- What is expected: Shift every answer coordinate by adding -138 to each of its numbers, and write out again every line of the data starting at the line that contains "TARGET = person's hand" and ending at the end of the data, leaving all other lines as they are.

- Given data:
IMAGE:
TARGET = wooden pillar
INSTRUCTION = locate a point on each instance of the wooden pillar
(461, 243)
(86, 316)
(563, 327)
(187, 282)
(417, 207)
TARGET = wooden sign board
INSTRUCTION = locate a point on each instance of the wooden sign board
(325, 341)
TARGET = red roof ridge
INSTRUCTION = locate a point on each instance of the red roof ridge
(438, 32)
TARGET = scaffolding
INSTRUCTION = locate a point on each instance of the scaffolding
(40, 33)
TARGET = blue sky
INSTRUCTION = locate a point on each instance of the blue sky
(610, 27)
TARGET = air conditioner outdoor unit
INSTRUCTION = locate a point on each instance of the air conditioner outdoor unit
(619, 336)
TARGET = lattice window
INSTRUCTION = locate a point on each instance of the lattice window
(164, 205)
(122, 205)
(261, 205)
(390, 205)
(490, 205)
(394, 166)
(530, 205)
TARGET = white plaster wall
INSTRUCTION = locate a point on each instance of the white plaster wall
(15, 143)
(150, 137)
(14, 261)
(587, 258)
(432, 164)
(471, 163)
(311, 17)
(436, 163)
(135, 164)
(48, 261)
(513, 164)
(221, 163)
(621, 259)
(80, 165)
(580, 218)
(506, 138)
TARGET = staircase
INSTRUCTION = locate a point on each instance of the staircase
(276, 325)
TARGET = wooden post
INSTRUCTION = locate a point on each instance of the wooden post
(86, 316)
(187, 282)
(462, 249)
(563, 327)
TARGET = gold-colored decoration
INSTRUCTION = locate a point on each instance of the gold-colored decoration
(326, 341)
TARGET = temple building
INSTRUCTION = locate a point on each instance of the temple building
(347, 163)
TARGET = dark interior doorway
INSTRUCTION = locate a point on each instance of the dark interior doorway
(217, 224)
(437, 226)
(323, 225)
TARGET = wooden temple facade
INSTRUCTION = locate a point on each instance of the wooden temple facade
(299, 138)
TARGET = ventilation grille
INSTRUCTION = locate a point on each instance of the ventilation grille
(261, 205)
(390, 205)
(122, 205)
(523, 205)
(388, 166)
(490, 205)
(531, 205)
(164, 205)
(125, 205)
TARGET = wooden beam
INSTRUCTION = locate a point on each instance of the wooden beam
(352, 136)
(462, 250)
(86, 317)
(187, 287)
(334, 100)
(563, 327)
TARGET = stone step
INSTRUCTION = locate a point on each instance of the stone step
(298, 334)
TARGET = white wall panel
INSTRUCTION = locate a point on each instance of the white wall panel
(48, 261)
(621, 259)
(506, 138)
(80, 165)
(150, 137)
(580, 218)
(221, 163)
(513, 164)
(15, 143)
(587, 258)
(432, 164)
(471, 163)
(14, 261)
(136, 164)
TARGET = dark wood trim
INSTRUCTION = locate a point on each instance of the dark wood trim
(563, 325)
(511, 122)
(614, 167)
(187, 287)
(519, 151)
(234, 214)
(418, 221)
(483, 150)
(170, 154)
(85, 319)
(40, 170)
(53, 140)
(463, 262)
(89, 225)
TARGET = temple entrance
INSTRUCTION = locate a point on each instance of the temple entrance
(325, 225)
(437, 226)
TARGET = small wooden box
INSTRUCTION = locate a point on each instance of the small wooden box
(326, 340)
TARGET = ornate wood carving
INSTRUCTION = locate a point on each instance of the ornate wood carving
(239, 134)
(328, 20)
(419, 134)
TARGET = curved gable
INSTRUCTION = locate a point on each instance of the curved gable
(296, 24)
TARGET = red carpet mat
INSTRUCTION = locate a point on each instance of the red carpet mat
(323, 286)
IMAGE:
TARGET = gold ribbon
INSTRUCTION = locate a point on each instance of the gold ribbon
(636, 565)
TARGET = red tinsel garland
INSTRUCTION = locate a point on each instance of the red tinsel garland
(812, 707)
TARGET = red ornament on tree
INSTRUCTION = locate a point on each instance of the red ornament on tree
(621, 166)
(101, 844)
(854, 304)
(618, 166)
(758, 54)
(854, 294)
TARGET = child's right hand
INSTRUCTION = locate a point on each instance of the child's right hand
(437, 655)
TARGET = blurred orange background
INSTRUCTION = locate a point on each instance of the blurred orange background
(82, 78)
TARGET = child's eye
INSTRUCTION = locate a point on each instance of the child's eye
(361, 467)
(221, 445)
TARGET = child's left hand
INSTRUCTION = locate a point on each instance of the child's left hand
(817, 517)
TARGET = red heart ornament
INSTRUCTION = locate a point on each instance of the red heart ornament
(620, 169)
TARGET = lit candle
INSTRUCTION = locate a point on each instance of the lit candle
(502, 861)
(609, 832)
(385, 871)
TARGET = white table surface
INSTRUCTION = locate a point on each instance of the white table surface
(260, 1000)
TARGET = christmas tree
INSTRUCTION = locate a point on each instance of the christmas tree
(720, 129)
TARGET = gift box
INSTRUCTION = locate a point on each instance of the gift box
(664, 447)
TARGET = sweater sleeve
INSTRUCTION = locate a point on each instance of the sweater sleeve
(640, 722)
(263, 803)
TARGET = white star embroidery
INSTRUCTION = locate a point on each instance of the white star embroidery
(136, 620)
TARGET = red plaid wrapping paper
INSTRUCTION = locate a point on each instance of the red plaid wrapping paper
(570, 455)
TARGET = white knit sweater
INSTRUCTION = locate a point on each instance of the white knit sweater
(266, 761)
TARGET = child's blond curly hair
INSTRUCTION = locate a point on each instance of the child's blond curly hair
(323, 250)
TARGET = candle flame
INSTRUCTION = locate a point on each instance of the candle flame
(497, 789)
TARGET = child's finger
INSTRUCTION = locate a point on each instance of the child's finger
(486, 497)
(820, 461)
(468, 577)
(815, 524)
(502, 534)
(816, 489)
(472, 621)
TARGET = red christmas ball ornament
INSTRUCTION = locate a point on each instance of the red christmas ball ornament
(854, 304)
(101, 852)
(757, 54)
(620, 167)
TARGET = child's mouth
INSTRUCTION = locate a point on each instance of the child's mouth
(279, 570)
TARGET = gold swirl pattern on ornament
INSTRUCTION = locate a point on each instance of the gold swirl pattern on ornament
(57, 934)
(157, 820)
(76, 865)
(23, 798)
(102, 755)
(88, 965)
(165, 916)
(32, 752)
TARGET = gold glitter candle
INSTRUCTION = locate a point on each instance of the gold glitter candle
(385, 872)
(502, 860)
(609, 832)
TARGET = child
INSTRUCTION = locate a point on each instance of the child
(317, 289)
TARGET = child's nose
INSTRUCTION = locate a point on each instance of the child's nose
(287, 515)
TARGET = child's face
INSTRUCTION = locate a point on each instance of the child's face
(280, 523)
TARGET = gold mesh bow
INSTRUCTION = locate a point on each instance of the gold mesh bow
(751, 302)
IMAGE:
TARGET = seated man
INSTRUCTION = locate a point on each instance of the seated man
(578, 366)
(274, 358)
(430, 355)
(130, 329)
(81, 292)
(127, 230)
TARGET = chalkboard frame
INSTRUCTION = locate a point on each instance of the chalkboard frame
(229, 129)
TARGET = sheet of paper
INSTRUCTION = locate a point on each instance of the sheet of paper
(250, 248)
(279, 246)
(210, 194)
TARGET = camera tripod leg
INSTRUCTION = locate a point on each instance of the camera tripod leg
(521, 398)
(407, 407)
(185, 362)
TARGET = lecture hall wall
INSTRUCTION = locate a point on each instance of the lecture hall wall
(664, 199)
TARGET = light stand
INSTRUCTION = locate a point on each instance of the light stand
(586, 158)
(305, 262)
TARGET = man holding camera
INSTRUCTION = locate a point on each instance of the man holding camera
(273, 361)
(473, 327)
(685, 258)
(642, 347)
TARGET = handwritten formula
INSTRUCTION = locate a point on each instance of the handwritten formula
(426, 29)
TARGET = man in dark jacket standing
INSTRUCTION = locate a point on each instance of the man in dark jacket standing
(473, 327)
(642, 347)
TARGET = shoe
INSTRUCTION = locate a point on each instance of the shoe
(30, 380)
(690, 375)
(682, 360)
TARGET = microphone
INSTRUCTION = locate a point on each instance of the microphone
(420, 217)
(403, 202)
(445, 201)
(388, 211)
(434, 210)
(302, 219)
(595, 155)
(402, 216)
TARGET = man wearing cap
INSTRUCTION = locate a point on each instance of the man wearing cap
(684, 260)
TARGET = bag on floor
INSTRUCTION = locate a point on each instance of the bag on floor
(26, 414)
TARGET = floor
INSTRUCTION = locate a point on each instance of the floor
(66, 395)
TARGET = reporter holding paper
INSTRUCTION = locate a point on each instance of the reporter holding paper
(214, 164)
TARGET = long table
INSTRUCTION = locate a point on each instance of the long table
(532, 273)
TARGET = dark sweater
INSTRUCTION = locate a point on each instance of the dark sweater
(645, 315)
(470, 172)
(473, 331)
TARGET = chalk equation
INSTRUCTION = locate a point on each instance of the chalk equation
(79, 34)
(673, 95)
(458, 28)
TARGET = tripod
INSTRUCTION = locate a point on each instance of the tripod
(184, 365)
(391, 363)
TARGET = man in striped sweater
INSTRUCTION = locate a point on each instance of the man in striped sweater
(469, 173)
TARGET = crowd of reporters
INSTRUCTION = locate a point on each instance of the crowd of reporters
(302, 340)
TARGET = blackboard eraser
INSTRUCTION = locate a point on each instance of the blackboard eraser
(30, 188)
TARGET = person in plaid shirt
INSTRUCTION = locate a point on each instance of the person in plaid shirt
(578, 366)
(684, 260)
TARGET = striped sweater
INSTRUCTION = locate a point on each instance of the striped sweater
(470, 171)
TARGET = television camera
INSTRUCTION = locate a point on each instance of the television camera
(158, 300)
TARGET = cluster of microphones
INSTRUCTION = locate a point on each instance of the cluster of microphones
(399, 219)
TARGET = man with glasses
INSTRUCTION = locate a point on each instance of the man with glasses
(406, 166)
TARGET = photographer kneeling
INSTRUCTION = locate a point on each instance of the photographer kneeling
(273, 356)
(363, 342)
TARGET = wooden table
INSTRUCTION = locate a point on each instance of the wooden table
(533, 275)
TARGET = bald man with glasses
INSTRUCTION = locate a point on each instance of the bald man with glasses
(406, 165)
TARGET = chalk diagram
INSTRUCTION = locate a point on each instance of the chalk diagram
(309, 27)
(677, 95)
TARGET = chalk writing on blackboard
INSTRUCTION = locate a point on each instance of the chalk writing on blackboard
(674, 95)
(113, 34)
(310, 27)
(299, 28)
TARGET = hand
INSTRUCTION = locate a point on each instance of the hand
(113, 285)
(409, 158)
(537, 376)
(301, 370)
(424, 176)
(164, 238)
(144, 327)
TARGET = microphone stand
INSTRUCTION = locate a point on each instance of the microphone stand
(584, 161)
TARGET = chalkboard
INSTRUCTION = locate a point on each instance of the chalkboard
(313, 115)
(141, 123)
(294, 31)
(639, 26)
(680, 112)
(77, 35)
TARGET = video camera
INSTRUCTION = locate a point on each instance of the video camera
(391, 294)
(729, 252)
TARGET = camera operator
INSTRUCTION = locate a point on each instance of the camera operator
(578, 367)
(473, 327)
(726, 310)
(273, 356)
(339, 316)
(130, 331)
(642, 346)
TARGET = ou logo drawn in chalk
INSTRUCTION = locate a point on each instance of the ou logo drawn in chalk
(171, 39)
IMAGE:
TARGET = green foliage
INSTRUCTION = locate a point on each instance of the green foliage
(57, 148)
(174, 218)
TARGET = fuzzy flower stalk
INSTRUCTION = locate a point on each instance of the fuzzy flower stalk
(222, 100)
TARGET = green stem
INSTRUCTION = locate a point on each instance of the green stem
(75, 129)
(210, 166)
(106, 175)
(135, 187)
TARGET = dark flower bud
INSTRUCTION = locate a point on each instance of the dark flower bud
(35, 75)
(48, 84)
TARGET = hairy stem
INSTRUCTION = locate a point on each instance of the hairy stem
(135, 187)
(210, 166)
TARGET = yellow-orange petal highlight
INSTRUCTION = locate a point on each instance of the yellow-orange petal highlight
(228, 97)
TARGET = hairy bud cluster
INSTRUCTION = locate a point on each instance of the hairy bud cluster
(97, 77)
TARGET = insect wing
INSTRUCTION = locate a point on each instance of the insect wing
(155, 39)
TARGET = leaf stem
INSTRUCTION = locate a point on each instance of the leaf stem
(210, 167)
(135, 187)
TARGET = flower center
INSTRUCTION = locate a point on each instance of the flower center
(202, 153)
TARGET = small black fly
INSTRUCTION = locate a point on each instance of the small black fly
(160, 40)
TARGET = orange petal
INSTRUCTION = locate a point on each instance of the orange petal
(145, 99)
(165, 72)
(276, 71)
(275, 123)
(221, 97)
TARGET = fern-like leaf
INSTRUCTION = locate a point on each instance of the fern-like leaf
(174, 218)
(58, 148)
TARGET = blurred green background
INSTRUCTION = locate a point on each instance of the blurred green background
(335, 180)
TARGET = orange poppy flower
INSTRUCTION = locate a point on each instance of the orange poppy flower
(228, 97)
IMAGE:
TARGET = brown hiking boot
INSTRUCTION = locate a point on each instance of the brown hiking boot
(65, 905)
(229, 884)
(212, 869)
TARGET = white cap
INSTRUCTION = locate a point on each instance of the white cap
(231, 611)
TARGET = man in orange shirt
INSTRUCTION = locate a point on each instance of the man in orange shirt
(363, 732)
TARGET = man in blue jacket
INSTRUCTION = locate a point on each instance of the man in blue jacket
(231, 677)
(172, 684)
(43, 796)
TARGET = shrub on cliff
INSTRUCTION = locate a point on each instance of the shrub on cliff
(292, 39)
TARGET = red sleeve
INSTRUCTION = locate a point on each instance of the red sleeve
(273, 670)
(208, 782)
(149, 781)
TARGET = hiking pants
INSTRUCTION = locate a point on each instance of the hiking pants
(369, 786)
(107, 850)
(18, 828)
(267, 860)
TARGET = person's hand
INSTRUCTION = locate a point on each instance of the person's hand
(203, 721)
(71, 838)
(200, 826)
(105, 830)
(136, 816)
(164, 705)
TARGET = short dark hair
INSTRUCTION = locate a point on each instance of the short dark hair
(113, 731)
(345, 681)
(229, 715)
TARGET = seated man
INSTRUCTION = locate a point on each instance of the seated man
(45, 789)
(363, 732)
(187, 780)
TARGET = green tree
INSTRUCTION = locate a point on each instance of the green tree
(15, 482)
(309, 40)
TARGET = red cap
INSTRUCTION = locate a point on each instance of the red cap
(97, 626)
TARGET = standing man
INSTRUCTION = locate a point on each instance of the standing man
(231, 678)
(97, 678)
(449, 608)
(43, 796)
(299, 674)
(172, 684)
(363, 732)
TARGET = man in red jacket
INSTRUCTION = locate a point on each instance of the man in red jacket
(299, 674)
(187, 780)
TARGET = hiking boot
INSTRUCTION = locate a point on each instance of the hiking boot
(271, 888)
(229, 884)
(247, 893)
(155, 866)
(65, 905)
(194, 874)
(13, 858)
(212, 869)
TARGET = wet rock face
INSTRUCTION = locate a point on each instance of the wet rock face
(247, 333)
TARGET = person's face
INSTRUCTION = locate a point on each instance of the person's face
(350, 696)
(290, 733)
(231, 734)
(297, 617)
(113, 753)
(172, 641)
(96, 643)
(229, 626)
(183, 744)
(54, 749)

- In response:
TARGET = person's hand
INSTRUCTION = locate a point on each instance of the person's hand
(65, 583)
(-67, 700)
(62, 688)
(-33, 692)
(-2, 678)
(26, 567)
TARGET = short dark hair
INSTRUCTION = locate a point on each instance of the short dark hair
(-25, 593)
(207, 543)
(91, 577)
TARGET = seated man
INSTRUCTION = locate a point on each instance of the seated man
(-93, 651)
(225, 594)
(49, 642)
TARGET = green tree
INSTRUCTION = locate a point on each instance of the green tree
(-123, 344)
(171, -98)
TARGET = red cap
INSTRUCTION = locate a point on each instance of the red cap
(-41, 488)
TARGET = standing man
INSTRUCTION = locate a point on each instance of the standing man
(93, 540)
(-41, 540)
(311, 470)
(-95, 658)
(161, 536)
(34, 546)
(225, 594)
TARGET = man in red jacket
INSTRUCTION = locate a point on each instance of the man in red jacket
(161, 536)
(49, 642)
TARGET = hiking boot
INSTRUCTION = locate a point on each instance of the hiking boot
(133, 750)
(91, 746)
(109, 755)
(17, 728)
(-73, 767)
(56, 736)
(-125, 720)
(74, 731)
TARGET = wet rock face
INSTRUCTION = locate a point on each instance of the wet rock face
(109, 195)
TARGET = person's face
INSTRUCTION = locate a point on each instance of the person's face
(212, 558)
(152, 595)
(93, 596)
(159, 479)
(-25, 615)
(34, 503)
(-42, 505)
(91, 488)
(45, 606)
(-84, 611)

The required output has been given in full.